> **Exercise instructions**
Look below for the line that contains "target | stone column", then copy it and each following line exactly, through and including the line that contains "target | ornate stone carving".

Source records:
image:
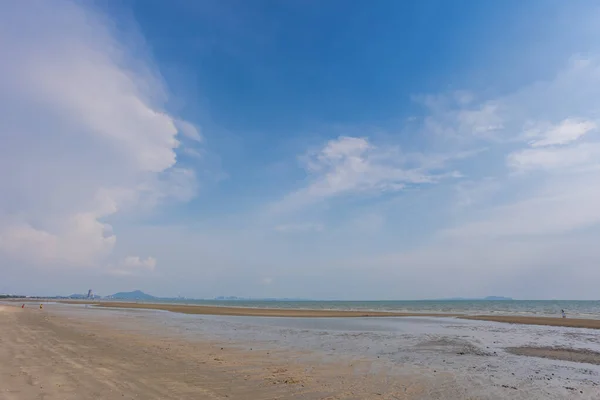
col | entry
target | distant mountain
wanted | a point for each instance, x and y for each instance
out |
(135, 295)
(495, 298)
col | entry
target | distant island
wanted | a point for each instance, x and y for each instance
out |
(494, 298)
(135, 295)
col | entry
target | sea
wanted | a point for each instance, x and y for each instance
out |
(552, 308)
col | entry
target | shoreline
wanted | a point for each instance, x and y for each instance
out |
(302, 313)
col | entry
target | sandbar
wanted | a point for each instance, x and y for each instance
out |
(302, 313)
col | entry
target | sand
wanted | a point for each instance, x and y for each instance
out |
(547, 321)
(263, 312)
(558, 353)
(47, 356)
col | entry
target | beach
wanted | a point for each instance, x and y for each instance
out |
(70, 351)
(308, 313)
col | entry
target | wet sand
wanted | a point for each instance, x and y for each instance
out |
(46, 356)
(546, 321)
(76, 352)
(272, 312)
(558, 353)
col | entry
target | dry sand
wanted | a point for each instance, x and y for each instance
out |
(45, 356)
(264, 312)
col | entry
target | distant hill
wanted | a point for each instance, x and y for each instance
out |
(498, 298)
(495, 298)
(135, 295)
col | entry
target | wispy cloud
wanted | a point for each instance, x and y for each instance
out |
(300, 227)
(133, 265)
(354, 166)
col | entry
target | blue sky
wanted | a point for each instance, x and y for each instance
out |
(390, 150)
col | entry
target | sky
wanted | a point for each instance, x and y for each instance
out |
(325, 150)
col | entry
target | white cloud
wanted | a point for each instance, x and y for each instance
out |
(83, 134)
(267, 281)
(188, 130)
(354, 166)
(567, 131)
(583, 156)
(133, 265)
(300, 227)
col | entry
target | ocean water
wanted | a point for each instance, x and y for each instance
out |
(573, 308)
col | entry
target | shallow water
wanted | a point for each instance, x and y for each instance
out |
(472, 352)
(574, 308)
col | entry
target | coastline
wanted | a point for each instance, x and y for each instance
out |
(301, 313)
(85, 353)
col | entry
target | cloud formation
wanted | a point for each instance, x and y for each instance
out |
(84, 134)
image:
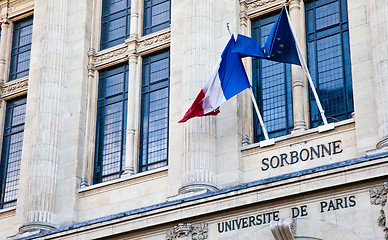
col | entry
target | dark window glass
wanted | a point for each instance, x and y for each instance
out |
(21, 49)
(156, 15)
(111, 123)
(154, 117)
(272, 87)
(116, 16)
(12, 151)
(329, 59)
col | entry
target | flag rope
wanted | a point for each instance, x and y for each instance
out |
(263, 127)
(304, 66)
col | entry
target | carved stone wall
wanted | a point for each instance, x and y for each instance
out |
(379, 196)
(189, 232)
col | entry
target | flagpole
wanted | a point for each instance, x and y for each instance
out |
(267, 141)
(304, 66)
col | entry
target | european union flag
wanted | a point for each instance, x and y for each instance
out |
(280, 45)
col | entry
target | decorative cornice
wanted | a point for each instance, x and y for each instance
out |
(283, 229)
(15, 88)
(110, 56)
(19, 7)
(259, 7)
(379, 197)
(154, 42)
(196, 231)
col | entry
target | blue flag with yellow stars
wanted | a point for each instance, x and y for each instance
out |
(280, 45)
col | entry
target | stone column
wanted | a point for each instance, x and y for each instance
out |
(134, 29)
(43, 118)
(245, 100)
(129, 166)
(379, 36)
(298, 78)
(199, 133)
(3, 48)
(91, 115)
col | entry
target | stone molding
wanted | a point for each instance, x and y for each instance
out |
(121, 53)
(258, 7)
(379, 197)
(154, 42)
(189, 231)
(16, 9)
(284, 229)
(15, 88)
(110, 56)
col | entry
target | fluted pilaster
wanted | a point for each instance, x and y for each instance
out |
(45, 107)
(298, 79)
(199, 133)
(379, 30)
(134, 29)
(3, 47)
(130, 157)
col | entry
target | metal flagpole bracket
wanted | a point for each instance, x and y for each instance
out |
(326, 127)
(266, 143)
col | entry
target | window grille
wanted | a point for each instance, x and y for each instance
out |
(155, 110)
(12, 151)
(156, 15)
(272, 85)
(115, 22)
(21, 49)
(111, 123)
(327, 31)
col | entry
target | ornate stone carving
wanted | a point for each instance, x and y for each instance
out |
(379, 197)
(120, 53)
(189, 231)
(156, 39)
(153, 42)
(245, 140)
(15, 88)
(252, 4)
(284, 229)
(255, 8)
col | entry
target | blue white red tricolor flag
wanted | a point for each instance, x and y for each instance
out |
(227, 80)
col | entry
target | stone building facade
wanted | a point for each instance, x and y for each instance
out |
(92, 92)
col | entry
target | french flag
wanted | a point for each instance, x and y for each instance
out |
(227, 80)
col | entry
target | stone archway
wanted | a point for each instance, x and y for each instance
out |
(306, 229)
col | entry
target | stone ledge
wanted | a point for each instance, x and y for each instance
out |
(168, 211)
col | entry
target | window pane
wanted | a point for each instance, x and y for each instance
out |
(21, 49)
(12, 151)
(329, 59)
(272, 87)
(155, 109)
(156, 15)
(116, 15)
(111, 124)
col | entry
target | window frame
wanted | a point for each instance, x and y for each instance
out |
(313, 38)
(11, 105)
(256, 25)
(146, 89)
(103, 102)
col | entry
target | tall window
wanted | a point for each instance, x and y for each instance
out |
(21, 49)
(156, 15)
(154, 117)
(116, 16)
(12, 151)
(272, 87)
(111, 123)
(327, 32)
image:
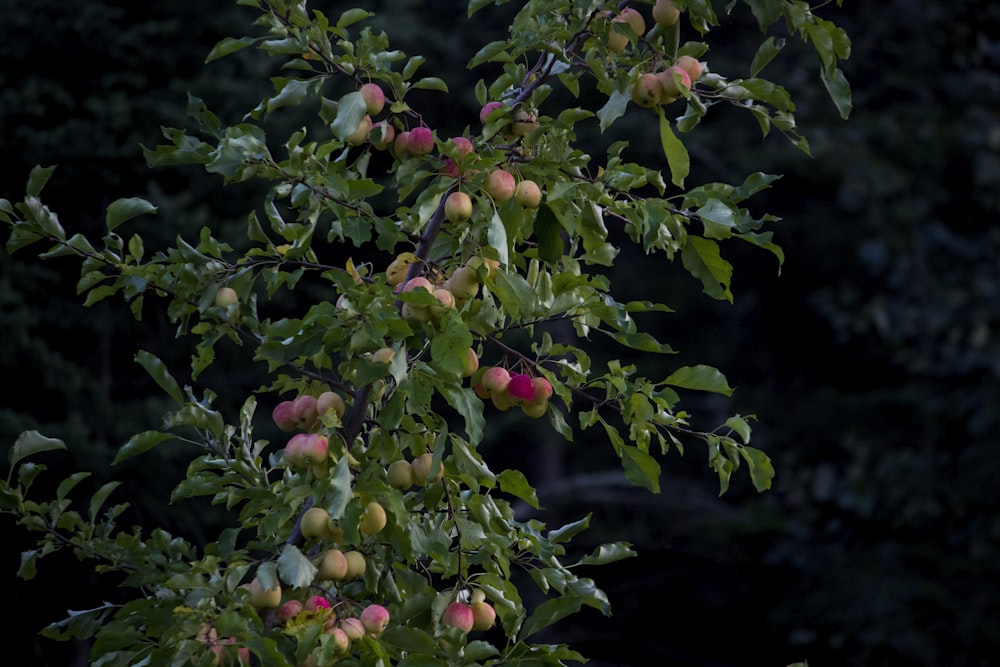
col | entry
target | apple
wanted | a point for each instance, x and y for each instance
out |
(382, 135)
(330, 401)
(647, 91)
(463, 283)
(332, 565)
(458, 207)
(373, 520)
(375, 617)
(282, 416)
(356, 564)
(496, 379)
(692, 66)
(399, 474)
(421, 469)
(374, 98)
(500, 185)
(675, 81)
(314, 523)
(665, 13)
(225, 297)
(421, 141)
(261, 598)
(458, 615)
(483, 615)
(528, 194)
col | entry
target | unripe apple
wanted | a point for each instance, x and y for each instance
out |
(421, 468)
(483, 615)
(261, 598)
(314, 523)
(373, 520)
(520, 387)
(399, 474)
(496, 379)
(360, 134)
(421, 141)
(458, 615)
(665, 13)
(332, 565)
(282, 416)
(692, 66)
(675, 81)
(528, 194)
(330, 401)
(374, 98)
(356, 564)
(463, 283)
(375, 617)
(500, 185)
(289, 610)
(647, 91)
(304, 412)
(458, 207)
(382, 135)
(353, 628)
(225, 297)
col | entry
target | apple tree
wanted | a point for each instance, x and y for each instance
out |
(466, 274)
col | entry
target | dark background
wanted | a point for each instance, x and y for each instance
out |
(872, 360)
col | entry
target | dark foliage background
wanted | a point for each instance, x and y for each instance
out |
(872, 361)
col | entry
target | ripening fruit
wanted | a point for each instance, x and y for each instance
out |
(458, 207)
(375, 617)
(399, 474)
(499, 185)
(421, 468)
(330, 401)
(421, 141)
(332, 565)
(373, 520)
(647, 91)
(483, 615)
(463, 283)
(261, 598)
(675, 81)
(374, 98)
(458, 615)
(665, 13)
(225, 297)
(356, 564)
(315, 523)
(528, 194)
(692, 66)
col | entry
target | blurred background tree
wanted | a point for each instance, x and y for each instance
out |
(872, 360)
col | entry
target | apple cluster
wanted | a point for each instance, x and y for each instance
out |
(508, 389)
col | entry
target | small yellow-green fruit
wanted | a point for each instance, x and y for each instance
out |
(399, 474)
(332, 566)
(458, 207)
(665, 12)
(315, 523)
(373, 520)
(422, 469)
(356, 564)
(528, 194)
(261, 598)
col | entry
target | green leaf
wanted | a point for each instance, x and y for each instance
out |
(759, 464)
(125, 209)
(139, 443)
(641, 469)
(677, 156)
(701, 378)
(158, 370)
(30, 443)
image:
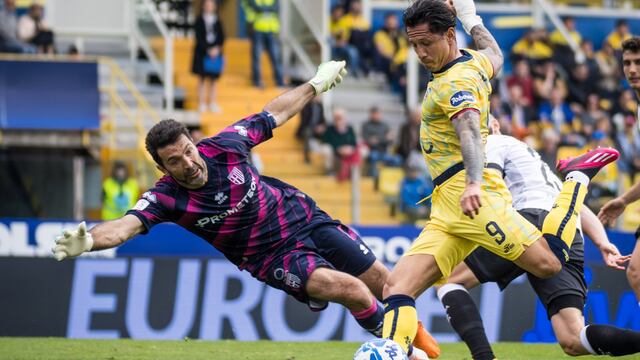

> **Task response**
target | stone column
wanted | a point for each instance, x and y for each instance
out |
(134, 29)
(43, 118)
(245, 100)
(129, 166)
(379, 36)
(298, 78)
(199, 133)
(3, 48)
(91, 115)
col | entry
target | stone molding
wanted | a point for each instance, x and y for each instance
out |
(121, 53)
(258, 7)
(379, 197)
(154, 42)
(189, 231)
(16, 9)
(284, 229)
(15, 88)
(110, 56)
col | entry
target | fluted pilaster
wanted | a point for each instance, x and y for each instance
out |
(45, 107)
(298, 79)
(199, 133)
(379, 30)
(134, 29)
(3, 47)
(130, 157)
col | entry
target | metal flagpole bracket
wanted | a point for each instance, x and y for each instance
out |
(326, 127)
(266, 143)
col | entry
target | window grille
wanted | a point for each instance, x and y for each instance
out |
(155, 110)
(12, 151)
(156, 15)
(272, 85)
(115, 22)
(21, 49)
(111, 123)
(327, 31)
col | entry
target | ornate stone carving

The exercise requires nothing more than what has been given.